(Referring expression data)
• • • •

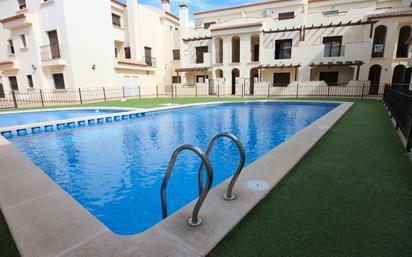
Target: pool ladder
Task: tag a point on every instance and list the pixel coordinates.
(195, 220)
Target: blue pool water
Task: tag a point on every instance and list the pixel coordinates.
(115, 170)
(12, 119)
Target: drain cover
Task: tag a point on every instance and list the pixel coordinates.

• • • •

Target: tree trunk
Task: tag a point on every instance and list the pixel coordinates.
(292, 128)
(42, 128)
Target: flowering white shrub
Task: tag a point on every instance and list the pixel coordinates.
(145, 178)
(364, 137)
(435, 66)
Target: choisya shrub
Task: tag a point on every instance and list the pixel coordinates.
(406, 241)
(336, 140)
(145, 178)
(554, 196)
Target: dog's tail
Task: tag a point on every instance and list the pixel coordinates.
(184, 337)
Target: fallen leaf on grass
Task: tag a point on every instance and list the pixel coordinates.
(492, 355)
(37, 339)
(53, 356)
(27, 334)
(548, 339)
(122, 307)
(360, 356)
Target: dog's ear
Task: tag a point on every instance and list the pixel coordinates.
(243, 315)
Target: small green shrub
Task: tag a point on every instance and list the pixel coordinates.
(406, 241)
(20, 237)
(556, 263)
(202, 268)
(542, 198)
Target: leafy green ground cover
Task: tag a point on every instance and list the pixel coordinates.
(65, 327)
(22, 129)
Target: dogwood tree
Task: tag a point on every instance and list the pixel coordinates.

• • • •

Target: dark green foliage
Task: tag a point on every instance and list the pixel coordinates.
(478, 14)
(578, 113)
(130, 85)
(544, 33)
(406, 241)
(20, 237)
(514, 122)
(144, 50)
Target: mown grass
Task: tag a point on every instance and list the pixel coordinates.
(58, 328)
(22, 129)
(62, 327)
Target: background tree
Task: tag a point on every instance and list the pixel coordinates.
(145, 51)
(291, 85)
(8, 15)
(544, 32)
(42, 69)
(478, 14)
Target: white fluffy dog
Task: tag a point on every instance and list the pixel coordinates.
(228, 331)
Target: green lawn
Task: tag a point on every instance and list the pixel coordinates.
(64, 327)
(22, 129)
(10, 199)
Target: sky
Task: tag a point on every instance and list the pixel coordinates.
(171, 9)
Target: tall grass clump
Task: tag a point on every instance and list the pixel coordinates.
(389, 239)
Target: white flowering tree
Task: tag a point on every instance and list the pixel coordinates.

• • • •

Exercise prompt:
Each line of the data that holds "grass" should be copied.

Exercise result:
Target: fallen leaf on grass
Target: mown grass
Target: tall grass clump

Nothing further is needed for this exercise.